[Text segment]
Reputation: 91939
Here is the situation:
I get gzipped xml documents from Amazon S3
import boto
from boto.s3.connection import S3Connection
from boto.s3.key import Key
conn = S3Connection('access Id', 'secret access key')
b = conn.get_bucket('mydev.myorg')
k = Key(b)
k.key('documents/document.xml.gz')
I read them in file as
import gzip
f = open('/tmp/p', 'w')
k.get_file(f)
f.close()
r = gzip.open('/tmp/p', 'rb')
file_content = r.read()
r.close()
Question
How can I ungzip the streams directly and read the contents?
I do not want to create temp files, they don't look good.
Upvotes: 39
Views: 39865
Reputation: 817
You can try PIPE and read contents without downloading file
import subprocess
c = subprocess.Popen(['-c','zcat -c <gzip file name>'], shell=True, stdout=subprocess.PIPE, stderr=subprocess.PIPE)
for row in c.stdout:
print row
In addition "/dev/fd/" + str(c.stdout.fileno())
will provide you FIFO file name (Named pipe) which can be passed to other program.
Upvotes: 0
Reputation: 27012
Here's a version based on the answer by Martijn Pieters, but handles the case of multiple gzip streams concatenated together, which non-streaming solutions typically handle transparently.
import zlib
def gunzip(chunks):
dobj = zlib.decompressobj(32 + zlib.MAX_WBITS)
for chunk in chunks:
uncompressed_chunk = dobj.decompress(chunk)
if uncompressed_chunk:
yield uncompressed_chunk
elif dobj.eof:
unused = dobj.unused_data
dobj = zlib.decompressobj(32 + zlib.MAX_WBITS)
uncompressed_chunk = dobj.decompress(unused)
if uncompressed_chunk:
yield uncompressed_chunk
uncompressed_chunk = dobj.flush()
if uncompressed_chunk:
yield uncompressed_chunk
Used as
uncompressed_chunks = gunzip(k)
For background: I have now seen this case in the wild more than once, actually always in gzipped-CSV files, where either just the header row is in its own gzip stream, or every X number of rows are their own gzip stream. Without handling this case the streaming solution just seems to hang - bytes go in, but no bytes come out, which is because once eof is hit, then decompress always returns the empty byte string, even if you pass it more valid gzip data.
Upvotes: 0
Reputation: 47354
I did it this way for gzip files:
import gzip
import boto3
s3 = boto3.resource('s3')
obj = s3.Object(bucket_name='Bucket', key='file.gz')
with gzip.GzipFile(fileobj=obj.get()["Body"]) as file:
for line_bytes in file:
print(line_bytes)

[What this exercise asks]
1. Answer these questions about the S3 gzip thread:
(a) What does the original poster say they do not want to create?
(b) In which kind of file has the poster of the multiple-stream version seen concatenated gzip streams?
(c) What value is given for bucket_name in the last code sample?
2. Please write what comes next in the S3 gzip thread, starting right after its last line.
The items after this point come from a different source than the S3 gzip thread.

[Recorded data]
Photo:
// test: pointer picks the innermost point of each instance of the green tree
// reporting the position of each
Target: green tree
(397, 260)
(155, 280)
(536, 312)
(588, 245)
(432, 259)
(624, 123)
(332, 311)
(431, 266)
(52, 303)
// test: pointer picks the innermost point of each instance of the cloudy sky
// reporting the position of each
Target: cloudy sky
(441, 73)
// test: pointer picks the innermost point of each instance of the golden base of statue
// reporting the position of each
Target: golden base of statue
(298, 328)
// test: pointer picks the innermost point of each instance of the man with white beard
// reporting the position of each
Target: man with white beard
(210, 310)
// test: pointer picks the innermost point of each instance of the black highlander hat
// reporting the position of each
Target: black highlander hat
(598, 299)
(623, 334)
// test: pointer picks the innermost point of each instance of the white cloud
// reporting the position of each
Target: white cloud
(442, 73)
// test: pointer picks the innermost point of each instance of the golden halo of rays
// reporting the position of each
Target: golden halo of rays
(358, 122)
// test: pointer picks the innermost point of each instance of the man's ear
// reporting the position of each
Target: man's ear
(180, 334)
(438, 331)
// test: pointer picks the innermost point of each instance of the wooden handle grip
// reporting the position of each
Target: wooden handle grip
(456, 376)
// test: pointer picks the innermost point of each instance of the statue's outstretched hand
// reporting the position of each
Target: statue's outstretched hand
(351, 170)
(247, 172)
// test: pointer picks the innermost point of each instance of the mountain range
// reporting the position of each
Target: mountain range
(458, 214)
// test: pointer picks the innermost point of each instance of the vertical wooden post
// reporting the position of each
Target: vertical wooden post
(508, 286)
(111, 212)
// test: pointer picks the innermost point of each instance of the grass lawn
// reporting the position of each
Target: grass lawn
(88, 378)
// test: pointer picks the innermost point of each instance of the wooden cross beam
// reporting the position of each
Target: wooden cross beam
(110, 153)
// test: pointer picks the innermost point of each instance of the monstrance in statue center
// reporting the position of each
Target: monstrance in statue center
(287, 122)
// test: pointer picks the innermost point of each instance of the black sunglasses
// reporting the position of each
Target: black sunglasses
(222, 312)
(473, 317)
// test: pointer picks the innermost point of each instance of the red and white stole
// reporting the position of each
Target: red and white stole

[Responses by task]
1.
(a) Temp files.
(b) Gzipped-CSV files.
(c) 'Bucket'

2.
Upvotes: 0
Reputation: 1121834
Yes, you can use the zlib
module to decompress byte streams:
import zlib
def stream_gzip_decompress(stream):
dec = zlib.decompressobj(32 + zlib.MAX_WBITS) # offset 32 to skip the header
for chunk in stream:
rv = dec.decompress(chunk)
if rv:
yield rv
if dec.unused_data:
# decompress and yield the remainder
yield dec.flush()
The offset of 32 signals to the zlib
header that the gzip header is expected but skipped.
The S3 key object is an iterator, so you can do:
for data in stream_gzip_decompress(k):
# do something with the decompressed data
Upvotes: 41
Reputation: 1613
For Python3x and boto3-
So I used BytesIO to read the compressed file into a buffer object, then I used zipfile to open the decompressed stream as uncompressed data and I was able to get the datum line by line.
import io
import zipfile
import boto3
import sys
s3 = boto3.resource('s3', 'us-east-1')
def stream_zip_file():
count = 0
obj = s3.Object(
bucket_name='MonkeyBusiness',
key='/Daily/Business/Banana/{current-date}/banana.zip'
)
buffer = io.BytesIO(obj.get()["Body"].read())
print (buffer)
z = zipfile.ZipFile(buffer)
foo2 = z.open(z.infolist()[0])
print(sys.getsizeof(foo2))
line_counter = 0
for _ in foo2:
line_counter += 1
print (line_counter)
z.close()
if __name__ == '__main__':
stream_zip_file()
Upvotes: 6
Reputation: 441
I had to do the same thing and this is how I did it:
import gzip
f = StringIO.StringIO()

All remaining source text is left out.